## Work instructions
Could you change every "instance" in the listing below to "occurrence", keep everything else the same, and leave the pictures out of your answer?
** start Entries shown **
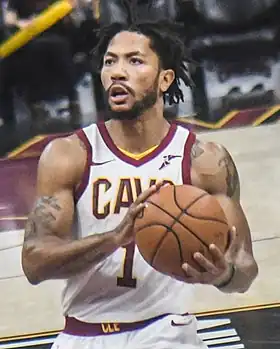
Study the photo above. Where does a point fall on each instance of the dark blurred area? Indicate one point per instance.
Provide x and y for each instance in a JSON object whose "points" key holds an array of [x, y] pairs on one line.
{"points": [[49, 86]]}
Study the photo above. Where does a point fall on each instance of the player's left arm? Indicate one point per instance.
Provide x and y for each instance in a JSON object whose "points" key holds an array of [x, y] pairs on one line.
{"points": [[214, 170]]}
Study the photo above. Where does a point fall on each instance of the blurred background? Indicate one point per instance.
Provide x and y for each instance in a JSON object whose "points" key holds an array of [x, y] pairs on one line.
{"points": [[47, 81]]}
** end Entries shown **
## Output
Study the photo above. Where does a point fall on each occurrence of the dark blurred area? Indicate one point per occurrence.
Provide x and y for each occurrence in a JSON object whose "points" key holds an array of [x, y] pairs on one line.
{"points": [[49, 86]]}
Study the photo above. Where does a point fall on each occurrence of the player's left arm? Indicate one point per occurrence.
Provide x and y for each occurrence in a JSON object whose "points" key holds an array of [x, y] pairs on one line.
{"points": [[214, 170]]}
Study the photo above. Where does a point fall on each occurrence of the blurred background? Indicate one point per occurrence.
Provide x and y for each occurrence in a JSON object whose "points" key holds an array of [x, y] pairs on one line.
{"points": [[47, 81]]}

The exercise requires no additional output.